• _TASK STATEMENT_: Can you turn the data below, from the line with "Practice. Point out each instance of the dog's right" up to and including the line with "pixel 209 352", into a Markdown table with columns Row and Line, numbering each line and leaving out blank lines?

• _STORED RECORDS_:
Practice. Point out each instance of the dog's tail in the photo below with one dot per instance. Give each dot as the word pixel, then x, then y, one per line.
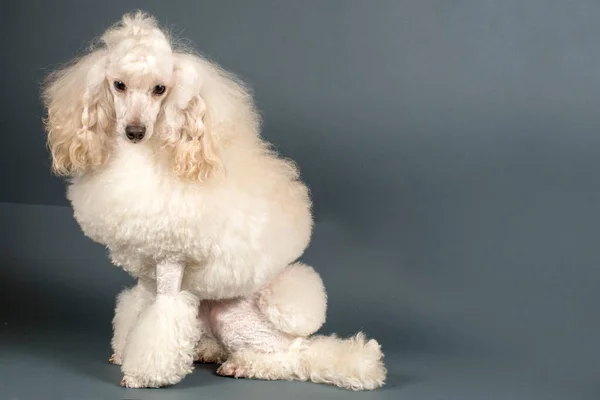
pixel 353 363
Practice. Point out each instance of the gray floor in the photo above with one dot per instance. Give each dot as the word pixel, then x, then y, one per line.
pixel 57 291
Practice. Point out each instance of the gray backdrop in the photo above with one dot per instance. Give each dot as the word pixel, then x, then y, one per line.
pixel 451 147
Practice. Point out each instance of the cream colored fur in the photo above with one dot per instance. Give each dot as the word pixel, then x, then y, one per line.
pixel 203 193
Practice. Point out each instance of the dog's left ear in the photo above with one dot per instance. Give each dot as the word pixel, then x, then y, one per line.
pixel 206 110
pixel 80 114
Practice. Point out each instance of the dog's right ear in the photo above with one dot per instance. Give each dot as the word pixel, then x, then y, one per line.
pixel 80 114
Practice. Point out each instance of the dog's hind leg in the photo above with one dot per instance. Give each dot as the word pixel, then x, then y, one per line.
pixel 208 348
pixel 267 338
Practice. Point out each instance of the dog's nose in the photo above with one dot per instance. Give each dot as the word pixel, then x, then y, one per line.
pixel 135 133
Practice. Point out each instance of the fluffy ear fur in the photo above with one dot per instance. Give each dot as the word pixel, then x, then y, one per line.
pixel 80 114
pixel 204 110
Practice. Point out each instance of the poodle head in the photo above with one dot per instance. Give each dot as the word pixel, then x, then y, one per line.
pixel 134 86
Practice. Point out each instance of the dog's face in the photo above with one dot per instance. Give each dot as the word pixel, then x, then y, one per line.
pixel 140 78
pixel 134 86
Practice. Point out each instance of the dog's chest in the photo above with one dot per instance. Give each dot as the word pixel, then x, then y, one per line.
pixel 135 202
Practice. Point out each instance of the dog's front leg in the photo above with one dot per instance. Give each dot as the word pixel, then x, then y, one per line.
pixel 161 347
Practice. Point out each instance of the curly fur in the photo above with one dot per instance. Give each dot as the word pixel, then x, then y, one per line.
pixel 204 192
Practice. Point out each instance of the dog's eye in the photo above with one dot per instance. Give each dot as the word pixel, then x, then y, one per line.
pixel 120 86
pixel 158 90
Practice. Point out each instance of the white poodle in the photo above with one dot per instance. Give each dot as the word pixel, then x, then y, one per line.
pixel 168 170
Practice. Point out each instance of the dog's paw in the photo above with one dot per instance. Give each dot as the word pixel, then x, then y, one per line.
pixel 115 359
pixel 231 369
pixel 136 383
pixel 131 383
pixel 209 352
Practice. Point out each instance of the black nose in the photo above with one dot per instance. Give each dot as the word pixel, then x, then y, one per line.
pixel 135 133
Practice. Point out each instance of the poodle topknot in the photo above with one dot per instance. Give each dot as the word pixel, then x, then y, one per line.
pixel 168 170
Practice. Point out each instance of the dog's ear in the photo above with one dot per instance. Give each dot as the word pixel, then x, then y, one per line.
pixel 80 113
pixel 206 110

• _SOLUTION FOR THIS EXERCISE_:
| Row | Line |
|---|---|
| 1 | Practice. Point out each instance of the dog's right ear in the photo above with one dot per instance. Give each dot as the word pixel, then x, then y, one per line. |
| 2 | pixel 80 114 |
| 3 | Practice. Point out each instance of the dog's hind leg in the photo above with one dot per instance. Give each dot as the word pixel, then x, then y, one per line. |
| 4 | pixel 208 348 |
| 5 | pixel 267 338 |
| 6 | Practice. Point out each instance of the dog's nose in the photo above with one dot per instance. Give each dot as the word pixel, then x, then y, one per line. |
| 7 | pixel 135 133 |
| 8 | Practice. Point out each instance of the fluffy ear fur in the photo above with one dot per instance. Give each dot as the word pixel, then x, then y, one per line. |
| 9 | pixel 80 114 |
| 10 | pixel 204 110 |
| 11 | Practice. Point out each instance of the poodle head in the photo above with one dot per instance. Give each dot as the word pixel, then x, then y, one per line. |
| 12 | pixel 134 86 |
| 13 | Practice. Point out each instance of the dog's face in the photo above with one dot per instance. Give each dot as the word pixel, then x, then y, one per line. |
| 14 | pixel 140 78 |
| 15 | pixel 134 86 |
| 16 | Practice. Point out each instance of the dog's chest in the photo above with one dot per instance. Give each dot as the word pixel, then x, then y, one per line. |
| 17 | pixel 135 202 |
| 18 | Practice. Point out each instance of the dog's front leg in the photo above with one dot per instance. Give each dot as the word pixel, then x, then y, one per line. |
| 19 | pixel 161 347 |
| 20 | Practice. Point out each instance of the curly fur in the photo above with one dot per instance. Give each dot as the word pixel, then x, then y, one per line. |
| 21 | pixel 204 192 |
| 22 | Practice. Point out each instance of the dog's eye in the photo above with one dot per instance. Give each dot as the word pixel, then x, then y, one per line. |
| 23 | pixel 120 86 |
| 24 | pixel 158 90 |
| 25 | Practice. Point out each instance of the white poodle in the photo above with one dot per instance. Give each dot as the word pixel, then x, then y, one per line. |
| 26 | pixel 168 170 |
| 27 | Practice. Point out each instance of the dog's paw in the photo above with one dot per instance. Give each dot as the word pixel, then x, then y, one per line. |
| 28 | pixel 115 359 |
| 29 | pixel 231 369 |
| 30 | pixel 136 383 |
| 31 | pixel 131 383 |
| 32 | pixel 209 352 |